Start of SUPPLIED PASSAGE

The CYPs involved in the biosynthesis of glycosylated heptapeptide antibiotics catalyse oxidative reactions such as the phenolic coupling and require the emerging peptide antibiotic to remain bound to the carrier protein of the NRPS complex by way of a sulphide bridge. They exhibit either limited or no activity with free peptide substrates.

Cryle and his team of researchers have studied the structures and biochemical characteristics of the CYP-carrier protein complexes in detail in order to understand the role of each CYP in the biosynthesis of glycopeptide antibiotics. The researchers rely on their own extensive experience as well as the know-how at the MPImF, one of the world’s leading institutions in the field of structural biology of protein complexes and their interactions. The researchers from Heidelberg have already deciphered the three-dimensional structure of OxyE, a CYP enzyme involved in the biosynthesis of teicoplanin. They have also been instrumental in the characterisation of the antibiotics’ catalytic reaction capacity. The researchers have found that the active centre of OxyE differs from the active centres of other CYP enzymes involved in the reaction. The structural analysis provides an explanation for the antibiotic effect of vancomycin and related glycopeptides and for the formation of vancomycin resistance in some bacterial strains. These antibiotics remain effective against Gram-positive bacteria such as staphylococci, streptococci, enterococci and clostridia by inhibiting the biosynthesis of the bacterial cell wall. They bind to bacterial cell wall precursor peptides and prevent their cross-linking. These peptidoglycans (referred to as PG unit in the schematic) terminate normally in two D-alanine residues (D-Ala-D-Ala) that form five relatively strong hydrogen bonds with vancomycin. In vancomycin-resistant bacteria, the terminal D-alanine is replaced by D-lactate, which results in the loss of a binding site for a hydrogen bond. The antibiotic’s ability to bind to the peptidoglycan is drastically reduced and the cell wall precursor molecules can then form stable cross-links.

End of SUPPLIED PASSAGE

INSTRUCTIONS |
1. Using the passage on glycopeptide antibiotic biosynthesis, answer these questions:
(a) What keeps the emerging peptide antibiotic bound to the carrier protein of the NRPS complex?
(b) Which CYP enzyme's three-dimensional structure have the researchers from Heidelberg already deciphered, and in the biosynthesis of which antibiotic is it involved?
(c) In vancomycin-resistant bacteria, what replaces the terminal D-alanine?
2. Write a continuation of the passage on glycopeptide antibiotic biosynthesis, starting after its final sentence.

Start of COLLECTED MATERIAL

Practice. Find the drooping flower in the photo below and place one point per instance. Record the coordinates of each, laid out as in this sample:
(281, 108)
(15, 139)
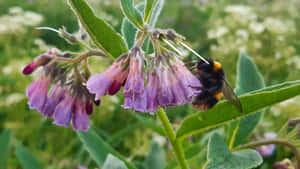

End of COLLECTED MATERIAL

ANSWERS FOR THE TASKS |
1.
(a) A sulphide bridge.
(b) OxyE, which is involved in the biosynthesis of teicoplanin.
(c) D-lactate.

2.
Cryle's team is currently working on the development of a semi-synthetic process for making glycopeptide antibiotics. This involves the chemical synthesis of the required peptide precursors and the enzymatic conversion into the mature, biologically active antibiotic through specific, characterised CYPs. This approach has the potential to produce novel glycopeptide molecules that could be tested for their effect against resistant bacterial strains, something that is difficult to achieve with classical organic synthesis methods.

Since the discovery of the first vancomycin-resistant enterococci in 1987, a growing number of bacteria is becoming resistant to vancomycin and teicoplanin. This alarming development is most likely due to the overuse and inappropriate use of antibiotics (see BIOPRO article entitled “Call for responsible antibiotics prescription”). Another reason for the growing number of vancomycin-resistant bacteria might be avoparcin, a glycopeptide antibiotic that is closely related to vancomycin and teicoplanin. Up until 1996, avoparcin was used in agriculture in Germany and elsewhere as an additive to livestock feed to promote the growth of chickens and other animals and to prevent diseases in poultry. The application of avoparcin is now forbidden throughout the EU.

Hospitals and doctors urgently require new chemotherapeutic drugs that are effective against multidrug-resistant bacteria. Precise knowledge of the biosynthesis and the possible interventions targeting specific synthesis steps and enzymes could be used for the development of 3rd generation antibiotics which would help us to regain the upper hand in the constant fight against newly evolving drug-resistant pathogens.